If you wanted to earn $600 monthly in passive income, you would need to invest about $144,000 in a stock that paid a 5% annual dividend. But if you invested in True North (TSX:TNT.UN), which yields a hefty 8.85% dividend, you’d need to save just $81,356 to realize your financial objective.
True North is an open-ended real estate investment trust (REIT) that owns and operates commercial properties in urban and select strategic secondary markets across Canada.
Some say REITs are risky investments, however, because the cash flow from their operating activities depends on the occupancy level of the investment properties, the rental rates on leases, and the collectability of rent from tenants.
A REIT’s cash flow also determines the sustainability of dividend payments. If the concerns mentioned are present, they could slow the growth rate of that REIT’s future earnings. But that doesn’t apply to True North.
Why True North?
Earning your desired monthly passive income will depend on your choice of investment. You can purchase True North for less than $10 and enjoy an 8.85% dividend yield. The $385.4 million REIT currently owns and operates a portfolio of 47 commercial properties in Alberta, British Columbia, New Brunswick, Nova Scotia, and Ontario.
True North’s revenue includes all the income earned from these prime properties, including rental income and other miscellaneous income paid by the tenants under the terms of their existing leases.
True North’s Q1 2019 revenue increased by 31% from Q1 2018, thanks to the acquisition of eight office properties and the sale of two industrial properties. The top 10 tenants, including Alberta Health Services, contribute 32.4% to the gross revenue.
On February 7, 2019, True North acquired a 100%-occupied, 107,100-square-foot office property at 360 Laurier Avenue West, Ottawa, Ontario. The building is 95% occupied by the Federal Government of Canada. In addition, the property has a remaining lease term of three-and-a-half years.

• _Data section_:

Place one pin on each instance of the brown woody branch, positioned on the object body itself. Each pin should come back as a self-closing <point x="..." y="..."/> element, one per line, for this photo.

• _Problems to solve_:
(A) Quote the True North article, starting with "Why True North?" and going on through "their existing leases.".
(B) Continue the True North article from the point where it stops.

• _Per-task outputs_:
(A)
Why True North?
Earning your desired monthly passive income will depend on your choice of investment. You can purchase True North for less than $10 and enjoy an 8.85% dividend yield. The $385.4 million REIT currently owns and operates a portfolio of 47 commercial properties in Alberta, British Columbia, New Brunswick, Nova Scotia, and Ontario.
True North’s revenue includes all the income earned from these prime properties, including rental income and other miscellaneous income paid by the tenants under the terms of their existing leases.

(B)
With this latest acquisition, True North has a total portfolio of 47 properties. The REIT has renewed and leased out 19,600 square feet across the portfolio as part of its leasing activities. The average lease term is 8.4 years.
What is significant in Q1 2019 is that this largest portfolio in Ontario continues to experience positive growth in net operating income (NOI). In terms of occupancy rate, it went down to 96% in Q1 2019 from 97% in Q4 2018.
Investors needn’t worry. Management will continue to execute an aggressive acquisitions program, giving consideration to current economic and market factors.
This REIT targets diversified commercial real estate assets in urban cities across Canada. Its primary focus is on office, retail, and industrial properties with long-term leases. But what makes it a particularly viable investment option is its tenant profiles.
If you review True North’s existing tenants, you will see their profiles are strong. They are mostly government agencies and credit-rated tenants. These types of tenants have a low default rate. This is the stock that offers investors true value for money.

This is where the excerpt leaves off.